* WHAT THE TASK ASKS: Filter the material below so that only lines containing "corner" remain.

* STORED DATA:
--- START ---

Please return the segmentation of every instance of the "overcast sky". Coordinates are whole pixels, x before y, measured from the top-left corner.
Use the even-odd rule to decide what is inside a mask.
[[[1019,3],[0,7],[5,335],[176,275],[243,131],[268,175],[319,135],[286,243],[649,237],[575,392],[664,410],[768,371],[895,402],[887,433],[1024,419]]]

--- END ---
--- START ---

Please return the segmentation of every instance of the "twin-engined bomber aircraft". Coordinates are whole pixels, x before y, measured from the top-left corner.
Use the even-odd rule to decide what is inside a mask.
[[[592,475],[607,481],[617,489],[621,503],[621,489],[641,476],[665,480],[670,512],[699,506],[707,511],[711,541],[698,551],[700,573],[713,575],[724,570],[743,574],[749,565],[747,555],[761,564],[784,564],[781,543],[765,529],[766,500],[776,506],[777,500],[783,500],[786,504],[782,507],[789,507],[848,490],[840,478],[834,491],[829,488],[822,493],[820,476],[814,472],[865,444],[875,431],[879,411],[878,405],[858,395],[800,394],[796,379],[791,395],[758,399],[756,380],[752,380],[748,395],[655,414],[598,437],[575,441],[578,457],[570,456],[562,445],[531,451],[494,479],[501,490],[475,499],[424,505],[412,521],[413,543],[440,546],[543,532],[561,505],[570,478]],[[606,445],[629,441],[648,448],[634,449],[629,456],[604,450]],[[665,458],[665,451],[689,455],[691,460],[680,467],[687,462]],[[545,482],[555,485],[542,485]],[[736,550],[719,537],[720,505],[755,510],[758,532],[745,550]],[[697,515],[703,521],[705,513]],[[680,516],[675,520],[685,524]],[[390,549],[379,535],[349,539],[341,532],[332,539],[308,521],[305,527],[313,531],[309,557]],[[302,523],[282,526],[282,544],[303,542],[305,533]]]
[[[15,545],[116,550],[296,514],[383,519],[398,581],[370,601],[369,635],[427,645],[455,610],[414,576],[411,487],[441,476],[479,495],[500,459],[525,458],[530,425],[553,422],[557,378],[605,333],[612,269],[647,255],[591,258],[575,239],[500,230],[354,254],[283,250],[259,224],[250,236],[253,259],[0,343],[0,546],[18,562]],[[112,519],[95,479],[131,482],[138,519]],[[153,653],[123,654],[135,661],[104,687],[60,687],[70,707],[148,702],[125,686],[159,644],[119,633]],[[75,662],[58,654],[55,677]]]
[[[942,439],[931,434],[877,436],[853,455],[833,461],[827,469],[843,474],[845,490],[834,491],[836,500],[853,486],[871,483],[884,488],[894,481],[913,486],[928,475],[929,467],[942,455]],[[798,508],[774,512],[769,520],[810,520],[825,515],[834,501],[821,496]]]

--- END ---

* EXERCISE ANSWER:
Please return the segmentation of every instance of the "overcast sky". Coordinates are whole pixels, x before y, measured from the top-left corner.
Please return the segmentation of every instance of the "twin-engined bomber aircraft". Coordinates are whole pixels, x before y, measured from the top-left corner.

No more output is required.